→ Texte fourni
-----

Le mycophénolate mofétil est un immunosuppresseur, utilisé en transplantation d'organes solides depuis 1993. Il agit par inhibition de la synthèse de novo des bases puriques, voie essentielle permettant la prolifération des lymphocytes B et T. Des mécanismes immunologiques impliquant les lymphocytes interviennent dans un bon nombre de glomérulopathies primitives ou associées à des maladies auto-immunes systémiques. Il a paru ainsi logique de prescrire ce médicament dans ces maladies où les traitements immunosuppresseurs classiques se caractérisent par une efficacité imprévisible et une toxicité souvent importante. Les résultats thérapeutiques les plus convaincants ont été obtenus dans les néphrites lupiques prolifératives et les vasculites pauci-immunes.
Le mycophénolate mofétil (MMF, CellCept®) agit par inhibition de la synthèse de novo des purines, voie métabolique essentielle permettant aux lymphocytes de proliférer (fig. 1). Il possède aussi d'autres effets particulièrement intéressants : il interfère avec les phénomènes d'adhésion cellulaire, étape clé du phénomène inflammatoire1-4 et il inhibe la prolifération des cellules mésangiales5 et des cellules musculaires lisses vasculaires.6
Utilisé depuis 1993 en transplantation d'organes solides, l'efficacité du MMF a été bien démontrée dans de grandes études comparatives, multicentriques pour la prévention du rejet aigu et pour ralentir l'évolution de la néphropathie chronique de transplantation.7-10 Son efficacité immunosuppressive et sa bonne tolérance lui ouvrent d'intéressantes perspectives dans le traitement de diverses glomérulopathies où les cellules mononucléées sont souvent impliquées.

-----

→ Bloc de données
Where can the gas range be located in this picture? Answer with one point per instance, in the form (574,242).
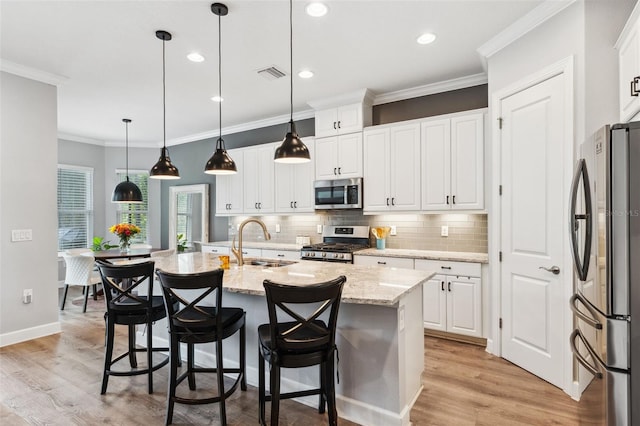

-----

→ Consigne
Recopiez mot pour mot le passage du texte sur le mycophénolate mofétil qui va de « Le mycophénolate mofétil est » à « les vasculites pauci-immunes. ».

→ Réponse attendue
Le mycophénolate mofétil est un immunosuppresseur, utilisé en transplantation d'organes solides depuis 1993. Il agit par inhibition de la synthèse de novo des bases puriques, voie essentielle permettant la prolifération des lymphocytes B et T. Des mécanismes immunologiques impliquant les lymphocytes interviennent dans un bon nombre de glomérulopathies primitives ou associées à des maladies auto-immunes systémiques. Il a paru ainsi logique de prescrire ce médicament dans ces maladies où les traitements immunosuppresseurs classiques se caractérisent par une efficacité imprévisible et une toxicité souvent importante. Les résultats thérapeutiques les plus convaincants ont été obtenus dans les néphrites lupiques prolifératives et les vasculites pauci-immunes.